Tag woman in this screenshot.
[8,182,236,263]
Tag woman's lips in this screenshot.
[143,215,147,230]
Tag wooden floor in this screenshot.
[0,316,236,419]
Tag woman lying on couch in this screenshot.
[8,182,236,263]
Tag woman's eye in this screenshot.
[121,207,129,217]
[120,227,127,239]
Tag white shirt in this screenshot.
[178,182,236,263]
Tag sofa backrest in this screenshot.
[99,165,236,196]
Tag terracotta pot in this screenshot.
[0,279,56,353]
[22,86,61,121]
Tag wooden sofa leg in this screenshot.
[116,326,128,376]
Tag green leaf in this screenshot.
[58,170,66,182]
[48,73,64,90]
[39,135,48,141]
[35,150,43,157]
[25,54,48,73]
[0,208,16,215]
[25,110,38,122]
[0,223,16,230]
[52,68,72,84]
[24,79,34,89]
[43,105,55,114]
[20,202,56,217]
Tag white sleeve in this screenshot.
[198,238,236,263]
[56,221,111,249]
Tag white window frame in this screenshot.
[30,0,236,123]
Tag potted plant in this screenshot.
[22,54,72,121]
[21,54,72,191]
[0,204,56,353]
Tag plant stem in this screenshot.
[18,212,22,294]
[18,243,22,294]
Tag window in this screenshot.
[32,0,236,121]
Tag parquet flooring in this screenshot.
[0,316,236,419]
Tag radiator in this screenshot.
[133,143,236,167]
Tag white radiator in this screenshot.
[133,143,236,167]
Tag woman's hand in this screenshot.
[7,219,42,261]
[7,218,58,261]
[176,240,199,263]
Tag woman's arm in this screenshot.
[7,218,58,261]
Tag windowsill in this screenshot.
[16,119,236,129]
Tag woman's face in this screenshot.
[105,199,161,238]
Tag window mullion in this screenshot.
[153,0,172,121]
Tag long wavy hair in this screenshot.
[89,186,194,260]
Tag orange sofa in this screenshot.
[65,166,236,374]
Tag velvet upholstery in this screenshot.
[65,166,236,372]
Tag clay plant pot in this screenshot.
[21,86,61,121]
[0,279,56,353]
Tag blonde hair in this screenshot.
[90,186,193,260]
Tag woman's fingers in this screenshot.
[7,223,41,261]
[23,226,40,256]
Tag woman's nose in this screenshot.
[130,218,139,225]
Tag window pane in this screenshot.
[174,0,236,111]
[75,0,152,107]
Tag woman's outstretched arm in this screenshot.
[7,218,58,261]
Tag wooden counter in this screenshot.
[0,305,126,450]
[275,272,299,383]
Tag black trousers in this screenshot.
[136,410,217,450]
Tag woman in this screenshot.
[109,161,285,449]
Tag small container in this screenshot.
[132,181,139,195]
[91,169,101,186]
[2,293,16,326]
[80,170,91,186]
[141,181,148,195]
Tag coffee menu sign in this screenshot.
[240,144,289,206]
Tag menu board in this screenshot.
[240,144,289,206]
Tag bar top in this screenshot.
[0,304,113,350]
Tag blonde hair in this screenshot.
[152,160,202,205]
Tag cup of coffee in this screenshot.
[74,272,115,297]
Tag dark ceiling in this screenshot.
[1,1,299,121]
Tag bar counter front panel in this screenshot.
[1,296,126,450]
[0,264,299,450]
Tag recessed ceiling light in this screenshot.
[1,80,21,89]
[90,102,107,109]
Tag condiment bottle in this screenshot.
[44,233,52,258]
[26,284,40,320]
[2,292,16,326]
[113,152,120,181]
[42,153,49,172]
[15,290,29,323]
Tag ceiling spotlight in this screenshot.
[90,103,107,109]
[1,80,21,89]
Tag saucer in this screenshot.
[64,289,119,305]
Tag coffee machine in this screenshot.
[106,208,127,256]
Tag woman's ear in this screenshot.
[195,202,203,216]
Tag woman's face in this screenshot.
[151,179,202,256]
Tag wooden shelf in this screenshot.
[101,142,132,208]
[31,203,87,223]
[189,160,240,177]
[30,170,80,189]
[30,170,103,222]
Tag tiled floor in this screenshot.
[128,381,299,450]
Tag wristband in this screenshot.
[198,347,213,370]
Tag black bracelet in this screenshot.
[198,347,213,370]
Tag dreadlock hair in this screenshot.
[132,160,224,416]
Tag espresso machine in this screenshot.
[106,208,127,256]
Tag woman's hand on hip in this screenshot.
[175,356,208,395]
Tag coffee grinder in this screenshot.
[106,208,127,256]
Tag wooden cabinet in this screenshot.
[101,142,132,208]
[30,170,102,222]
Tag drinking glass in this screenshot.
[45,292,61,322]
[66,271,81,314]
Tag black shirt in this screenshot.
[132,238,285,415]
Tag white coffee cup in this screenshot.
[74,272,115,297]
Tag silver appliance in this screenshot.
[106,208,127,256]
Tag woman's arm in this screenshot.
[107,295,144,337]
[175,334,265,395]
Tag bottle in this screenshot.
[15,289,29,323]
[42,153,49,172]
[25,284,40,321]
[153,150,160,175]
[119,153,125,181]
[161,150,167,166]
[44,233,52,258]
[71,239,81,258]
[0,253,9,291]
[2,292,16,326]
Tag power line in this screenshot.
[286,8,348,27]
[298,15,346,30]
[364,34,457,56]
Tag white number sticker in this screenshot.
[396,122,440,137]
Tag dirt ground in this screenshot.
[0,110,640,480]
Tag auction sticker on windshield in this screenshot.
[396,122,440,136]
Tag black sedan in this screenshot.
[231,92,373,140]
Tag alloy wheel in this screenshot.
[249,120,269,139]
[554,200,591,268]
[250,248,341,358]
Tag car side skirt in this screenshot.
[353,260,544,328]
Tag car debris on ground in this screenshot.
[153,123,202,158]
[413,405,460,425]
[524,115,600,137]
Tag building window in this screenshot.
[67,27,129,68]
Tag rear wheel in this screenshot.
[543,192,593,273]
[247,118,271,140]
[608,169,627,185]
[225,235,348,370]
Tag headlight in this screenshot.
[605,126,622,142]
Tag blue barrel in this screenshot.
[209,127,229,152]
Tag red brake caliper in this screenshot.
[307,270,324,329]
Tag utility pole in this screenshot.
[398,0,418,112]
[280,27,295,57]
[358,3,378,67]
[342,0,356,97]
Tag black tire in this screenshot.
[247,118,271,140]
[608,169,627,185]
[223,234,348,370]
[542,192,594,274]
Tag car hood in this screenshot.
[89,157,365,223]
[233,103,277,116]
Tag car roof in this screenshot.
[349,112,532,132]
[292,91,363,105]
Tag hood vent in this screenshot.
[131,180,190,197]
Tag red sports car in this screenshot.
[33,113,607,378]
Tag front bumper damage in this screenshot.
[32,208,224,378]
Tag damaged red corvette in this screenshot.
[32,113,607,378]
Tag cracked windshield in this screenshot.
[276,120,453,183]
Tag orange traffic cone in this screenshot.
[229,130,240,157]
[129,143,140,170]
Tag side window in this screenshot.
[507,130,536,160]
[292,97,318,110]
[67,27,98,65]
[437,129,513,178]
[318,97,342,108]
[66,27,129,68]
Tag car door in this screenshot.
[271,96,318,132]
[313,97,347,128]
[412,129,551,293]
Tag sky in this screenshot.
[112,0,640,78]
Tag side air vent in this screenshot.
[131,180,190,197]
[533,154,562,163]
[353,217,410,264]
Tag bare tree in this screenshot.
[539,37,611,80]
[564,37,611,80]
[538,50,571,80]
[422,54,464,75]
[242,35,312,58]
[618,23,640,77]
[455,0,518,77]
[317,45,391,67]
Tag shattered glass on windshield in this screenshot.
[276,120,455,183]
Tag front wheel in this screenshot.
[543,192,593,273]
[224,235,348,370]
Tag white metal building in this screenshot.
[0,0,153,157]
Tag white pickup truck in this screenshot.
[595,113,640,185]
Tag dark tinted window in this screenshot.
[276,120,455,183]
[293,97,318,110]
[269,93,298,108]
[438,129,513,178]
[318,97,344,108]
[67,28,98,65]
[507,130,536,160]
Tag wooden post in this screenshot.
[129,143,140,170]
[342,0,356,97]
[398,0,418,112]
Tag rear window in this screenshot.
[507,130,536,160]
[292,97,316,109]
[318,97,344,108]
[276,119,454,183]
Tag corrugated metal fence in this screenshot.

__________

**PROBLEM REQUIREMENTS**
Reproduce the records without changes from the line containing "Tag sofa backrest in this screenshot." through the line containing "[116,326,128,376]", including both of those lines.

**RESPONSE FOR THIS EXERCISE**
Tag sofa backrest in this screenshot.
[99,165,236,196]
Tag terracotta pot in this screenshot.
[0,279,56,353]
[22,86,61,121]
Tag wooden sofa leg in this screenshot.
[116,326,128,376]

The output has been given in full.